[Passage given]:
########################################

2. B. and C. have taken the artist and artistic activity as the model of the liberal economy, whereas this model was constructed on [the idea of the individual] as “human capital”, as an entrepreneur of her/himself. We are going to use Foucault’s work Naissance de la biopolitique to account for the misconception according to which it is claimed that the model of contemporary economic activity is to be found among artists.

As Foucault reminds us, neo-liberalism needs to reconstruct a model of homo economicus but, as we shall see shortly, this has very little to do with either the artist or artistic “creativity”. Neo-liberalism does not seek its model of subjectivation in the artistic critique since it already has its own model: the entrepreneur, a figure that neo-liberalism wants to extend across the board to everyone, artists included, as in the case of the French intermittent workers. In the “reform” of intermittent employment, the new period of indemnification for intermittent workers is considered “a capital” derived from indemnified days, which the individual has to manage as “capital”.

########################################

[Information shown]:
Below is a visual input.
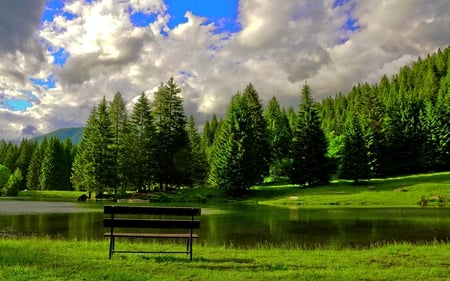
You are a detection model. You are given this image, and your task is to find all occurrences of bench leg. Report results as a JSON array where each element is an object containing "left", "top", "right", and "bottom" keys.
[{"left": 189, "top": 238, "right": 192, "bottom": 261}]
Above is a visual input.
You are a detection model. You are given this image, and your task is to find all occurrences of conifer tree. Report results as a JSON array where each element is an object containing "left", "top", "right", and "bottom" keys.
[
  {"left": 152, "top": 77, "right": 191, "bottom": 190},
  {"left": 187, "top": 115, "right": 209, "bottom": 186},
  {"left": 109, "top": 92, "right": 129, "bottom": 194},
  {"left": 208, "top": 84, "right": 270, "bottom": 197},
  {"left": 26, "top": 138, "right": 48, "bottom": 190},
  {"left": 290, "top": 83, "right": 329, "bottom": 186},
  {"left": 339, "top": 117, "right": 371, "bottom": 184},
  {"left": 264, "top": 96, "right": 292, "bottom": 178},
  {"left": 125, "top": 93, "right": 158, "bottom": 191}
]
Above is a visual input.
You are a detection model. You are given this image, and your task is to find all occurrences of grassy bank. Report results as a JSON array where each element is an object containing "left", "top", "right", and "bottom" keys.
[
  {"left": 13, "top": 190, "right": 86, "bottom": 202},
  {"left": 0, "top": 238, "right": 450, "bottom": 281},
  {"left": 6, "top": 172, "right": 450, "bottom": 208},
  {"left": 251, "top": 172, "right": 450, "bottom": 208}
]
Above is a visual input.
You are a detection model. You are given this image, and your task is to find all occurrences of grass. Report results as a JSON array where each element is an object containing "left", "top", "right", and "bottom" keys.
[
  {"left": 10, "top": 172, "right": 450, "bottom": 208},
  {"left": 13, "top": 190, "right": 86, "bottom": 201},
  {"left": 0, "top": 238, "right": 450, "bottom": 281},
  {"left": 251, "top": 172, "right": 450, "bottom": 208}
]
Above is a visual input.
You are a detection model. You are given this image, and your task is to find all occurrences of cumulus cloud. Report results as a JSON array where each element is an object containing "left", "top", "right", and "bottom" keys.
[{"left": 0, "top": 0, "right": 450, "bottom": 138}]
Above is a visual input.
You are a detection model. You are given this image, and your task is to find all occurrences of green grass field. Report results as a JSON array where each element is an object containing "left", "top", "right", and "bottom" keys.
[
  {"left": 0, "top": 238, "right": 450, "bottom": 281},
  {"left": 252, "top": 172, "right": 450, "bottom": 208},
  {"left": 10, "top": 172, "right": 450, "bottom": 208}
]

########################################

[Direction A]:
Answer these questions from the passage on neo-liberalism:
(i) Which work by Foucault is used to account for the misconception?
(ii) What model of subjectivation does neo-liberalism already have?
(iii) In the "reform" of intermittent employment, what is the new period of indemnification for intermittent workers considered?
Mark your answers (i), (ii), (iii).
[Direction B]: Write out the stretch of the passage on neo-liberalism from "2. B. and C." through "found among artists.", copied word for word.

[Response A]:
(i) Naissance de la biopolitique
(ii) The entrepreneur
(iii) "A capital" derived from indemnified days, which the individual has to manage as "capital"

[Response B]:
2. B. and C. have taken the artist and artistic activity as the model of the liberal economy, whereas this model was constructed on [the idea of the individual] as “human capital”, as an entrepreneur of her/himself. We are going to use Foucault’s work Naissance de la biopolitique to account for the misconception according to which it is claimed that the model of contemporary economic activity is to be found among artists.